WORK TO COMPLETE: Return every line below as is, leaving out the pictures.

*** EXERCISE INPUTS ***

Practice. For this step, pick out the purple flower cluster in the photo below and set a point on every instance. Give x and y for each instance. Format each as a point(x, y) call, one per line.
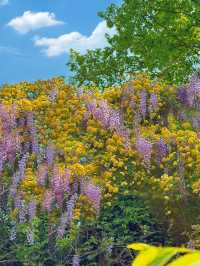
point(48, 200)
point(32, 210)
point(50, 153)
point(143, 103)
point(53, 95)
point(42, 174)
point(76, 260)
point(153, 102)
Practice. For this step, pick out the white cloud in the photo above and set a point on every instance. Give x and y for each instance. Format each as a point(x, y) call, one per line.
point(75, 40)
point(3, 2)
point(30, 21)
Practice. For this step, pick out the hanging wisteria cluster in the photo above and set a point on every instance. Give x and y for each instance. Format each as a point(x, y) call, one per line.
point(63, 155)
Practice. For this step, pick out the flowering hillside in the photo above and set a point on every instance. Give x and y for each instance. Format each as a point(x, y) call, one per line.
point(67, 154)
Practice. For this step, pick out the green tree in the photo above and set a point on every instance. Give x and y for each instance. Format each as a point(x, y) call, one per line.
point(161, 37)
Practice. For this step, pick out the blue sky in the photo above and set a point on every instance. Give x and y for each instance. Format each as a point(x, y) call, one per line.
point(36, 35)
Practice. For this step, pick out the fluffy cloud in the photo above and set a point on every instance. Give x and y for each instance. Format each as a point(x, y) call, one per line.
point(3, 2)
point(30, 21)
point(75, 40)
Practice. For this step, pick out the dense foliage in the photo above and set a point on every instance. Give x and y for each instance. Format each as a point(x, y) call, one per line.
point(158, 256)
point(84, 172)
point(159, 37)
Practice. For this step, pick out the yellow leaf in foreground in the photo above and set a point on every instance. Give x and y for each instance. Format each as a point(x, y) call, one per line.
point(187, 260)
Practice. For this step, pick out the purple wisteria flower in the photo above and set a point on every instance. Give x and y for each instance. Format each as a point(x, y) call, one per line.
point(53, 95)
point(153, 101)
point(62, 226)
point(50, 154)
point(32, 210)
point(42, 174)
point(48, 200)
point(76, 260)
point(143, 103)
point(30, 237)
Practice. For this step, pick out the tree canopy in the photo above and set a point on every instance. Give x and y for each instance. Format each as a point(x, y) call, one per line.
point(161, 37)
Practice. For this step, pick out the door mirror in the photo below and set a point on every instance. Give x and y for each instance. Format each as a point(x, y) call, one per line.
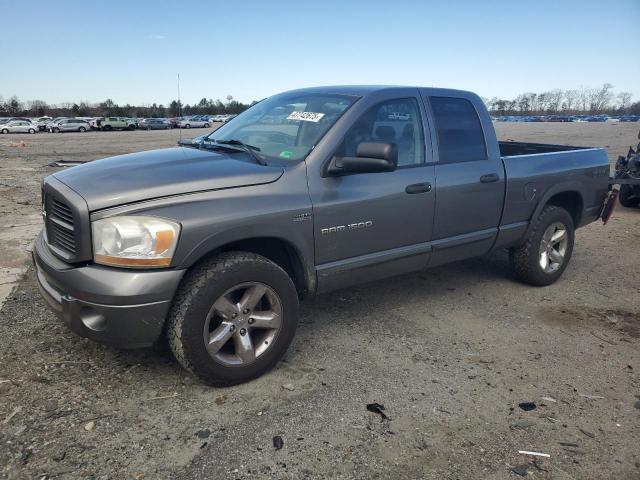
point(371, 157)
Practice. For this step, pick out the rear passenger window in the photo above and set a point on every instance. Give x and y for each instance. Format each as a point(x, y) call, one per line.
point(394, 121)
point(460, 136)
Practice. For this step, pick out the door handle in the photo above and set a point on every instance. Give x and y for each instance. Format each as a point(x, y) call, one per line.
point(489, 178)
point(418, 188)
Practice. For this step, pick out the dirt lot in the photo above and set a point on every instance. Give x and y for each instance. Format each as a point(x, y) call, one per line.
point(450, 353)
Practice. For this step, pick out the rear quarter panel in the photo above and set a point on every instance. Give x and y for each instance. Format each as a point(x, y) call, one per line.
point(534, 179)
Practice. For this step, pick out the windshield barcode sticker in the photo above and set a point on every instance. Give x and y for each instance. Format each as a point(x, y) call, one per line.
point(306, 116)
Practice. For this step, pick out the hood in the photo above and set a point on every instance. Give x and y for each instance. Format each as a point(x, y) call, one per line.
point(160, 173)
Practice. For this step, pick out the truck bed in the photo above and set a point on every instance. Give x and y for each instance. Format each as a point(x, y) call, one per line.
point(513, 149)
point(537, 172)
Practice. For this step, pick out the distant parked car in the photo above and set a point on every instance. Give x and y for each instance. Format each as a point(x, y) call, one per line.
point(42, 122)
point(10, 119)
point(559, 118)
point(18, 126)
point(225, 118)
point(70, 125)
point(118, 123)
point(49, 125)
point(194, 122)
point(154, 124)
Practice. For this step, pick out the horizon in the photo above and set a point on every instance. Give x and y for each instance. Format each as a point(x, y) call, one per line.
point(253, 55)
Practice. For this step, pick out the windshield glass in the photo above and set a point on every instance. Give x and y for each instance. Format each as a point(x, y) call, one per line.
point(285, 126)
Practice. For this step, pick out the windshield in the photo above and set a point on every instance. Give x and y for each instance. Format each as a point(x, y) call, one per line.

***

ANSWER AREA:
Practice. For this step, pick out the purple flower cluster in the photo below and set a point on every instance. Give x and y for each instance. Format each as a point(x, y) call, one per line.
point(48, 200)
point(32, 210)
point(50, 153)
point(143, 103)
point(53, 95)
point(42, 174)
point(76, 260)
point(153, 102)
Practice. For this step, pick out the white cloud in the photo above and set a point on every instance. Give x and y for each instance. Format each as a point(x, y) call, one per line.
point(75, 40)
point(3, 2)
point(30, 21)
Practice. For this step, pick out the hanging wisteria cluster in the photo above and set a point on every instance. Give x and y for each instance. Format each as a point(x, y) call, one per line.
point(63, 155)
Practice. For this step, pick out the flowering hillside in the photo above and set a point on every instance. Give x and y for each instance. Format each as a point(x, y) call, one per line.
point(67, 154)
Practice. For this step, pick out the green tree in the photo above and set a point on every instance. Give x and y for each instance. Format each as a point(x, y) call, one per line.
point(161, 37)
Practice. For this step, pick out the blue sky in the photo above and set a point on every instance. Give x and y for each instance. Format each as a point(x, y) call, one per line.
point(36, 35)
Practice. For this step, pick out the fluffy cloud in the photo above and set a point on every instance. Give x and y for each instance. Format each as a point(x, y) call, one per line.
point(3, 2)
point(30, 21)
point(75, 40)
Practice. For this step, pick out the dense foliage in the photo above and set a point on every instance. Give x and y for each instance. Format each as a point(x, y) call, one per line.
point(158, 256)
point(84, 172)
point(159, 37)
Practice. For this step, pick out the yellow leaf in foreground in the photo above and set a point on every instance. Give x and y for each instance. Format each as a point(x, y) call, one per line.
point(187, 260)
Practice. For this step, pick out the purple wisteria flower in the photo above and set a point on every instance. Give x and y for each instance. Format each as a point(x, y) call, one per line.
point(53, 95)
point(153, 101)
point(62, 226)
point(50, 154)
point(32, 210)
point(42, 174)
point(48, 200)
point(76, 260)
point(143, 103)
point(30, 237)
Practice. For this step, pick out the tree canopy in the photo above and set a point on every instance. Give x and y for each instance. Format each as a point(x, y) call, one per line.
point(161, 37)
Practice. For this step, pick out the door mirror in the photo below and set a point on every instance. Give x and y for each instance. Format each as a point(x, y) call, one per line.
point(371, 157)
Practice. For this step, pick out the rear passenger window in the photo above and set a point on every instance. Give x and y for each instance. Format each as a point(x, y) call, one per line.
point(394, 121)
point(460, 136)
Practice. For this step, pick out the door handle in the photo above and set a point on every instance. Give x and y for each instance. Format each as a point(x, y) call, one per line.
point(489, 178)
point(418, 188)
Practice. For this step, pick out the dirt lot in the photo above and set a point on every instance. Give x and y for each instance. Format each as a point(x, y) call, one per line.
point(450, 353)
Practice. For this step, pick out the rear quarter panel in the photo above and set a point on every instance. Give x and y for each instance. Format each as a point(x, y) call, one per line.
point(534, 179)
Practice. For this step, pick out the windshield barcode sticker in the photo above and set a point on every instance. Give x and y for each instance. Format each as a point(x, y) call, one per line.
point(306, 116)
Practice. For this step, pick out the hood in the photo above and set a point on every instance. Give x and y for each instance. Format each as a point(x, y) call, one per line.
point(160, 173)
Practice. For this step, pick out the truck bed in the photo above and set a point on every instance. Give x and y for each instance. Format each as a point(x, y) call, one per line.
point(513, 149)
point(537, 172)
Practice. For this step, pick out the distant parked car in the photo above and set a point on every instance. Give x and y for each instance. Format each as a point(x, y) call, one per line.
point(42, 122)
point(10, 119)
point(559, 118)
point(18, 126)
point(225, 118)
point(70, 125)
point(118, 123)
point(49, 125)
point(194, 122)
point(154, 124)
Practice. For this step, pick out the horizon in the photo above and set a point on every instance. Give x and y for each instance. Format each as a point(x, y) call, one per line.
point(253, 55)
Practice. For this step, pick out the windshield glass in the photo above and set a point on every instance. Give x and y for each instance. Format each as a point(x, y) call, one per line.
point(285, 126)
Practice. For this step, pick out the windshield in the photo above and set a point on every instance. Give x and y for each instance. Format each as a point(x, y) call, one per line.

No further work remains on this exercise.